## WHAT THIS EXERCISE ASKS
a) Decide whether each statement agrees with the article on California's September revenue: (i) California's fiscal year began in July; (ii) the June spending plan closed a $12 billion deficit; (iii) the Chapman University index has dropped for three consecutive quarters. Answer yes or no for each and quote the deciding words of the article.
b) Reproduce the part of the article on California's September revenue from "California's fiscal year" up to and including "source of revenue.".

DOCUMENT PASSAGE Block Start

California's leaders will next week get their first look at the state's September revenue, which will go a long way to determining whether they will need to cut yet more spending.

California's fiscal year began in July and that month's revenue and August revenue do not provide a reliable picture of the state's revenue trend, but September revenue does as it includes estimated quarterly payments for corporate taxes and personal income taxes, the state's key source of revenue.

If September revenue tracks expectations in the state budget, Governor Jerry Brown and lawmakers may not need to worry about a December review that could trigger spending cuts. The budget provides for cuts, including deep cuts to school spending, if revenue falls short of estimates.

Brown and lawmakers crafted the spending plan in June, closing a $10 billion deficit with cuts, payment deferrals, some fees and $4 billion expected to be generated by the state's slow recovery from its brutal downturn.

Chapman University's Anderson Center for Economic Research cast doubt on such a revenue surge on Thursday with a report on its index that tracks manufacturing purchasing managers' expectations in California. The index has dropped for two consecutive quarters to its lowest point since the third quarter of 2009, a signal that the most populous U.S. state's economy appears to be losing it modest momentum.

DOCUMENT PASSAGE Block End
DATASET EXCERPTS Block Start

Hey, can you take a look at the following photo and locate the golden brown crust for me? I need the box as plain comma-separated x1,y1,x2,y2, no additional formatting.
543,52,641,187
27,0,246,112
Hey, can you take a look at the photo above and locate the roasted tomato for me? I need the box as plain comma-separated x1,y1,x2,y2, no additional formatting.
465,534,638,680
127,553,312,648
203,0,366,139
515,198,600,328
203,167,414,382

DATASET EXCERPTS Block End

## ANSWERS TO THE TASKS
a)
(i) Yes: "California's fiscal year began in July"
(ii) No: "closing a $10 billion deficit"
(iii) No: "The index has dropped for two consecutive quarters"

b)
California's fiscal year began in July and that month's revenue and August revenue do not provide a reliable picture of the state's revenue trend, but September revenue does as it includes estimated quarterly payments for corporate taxes and personal income taxes, the state's key source of revenue.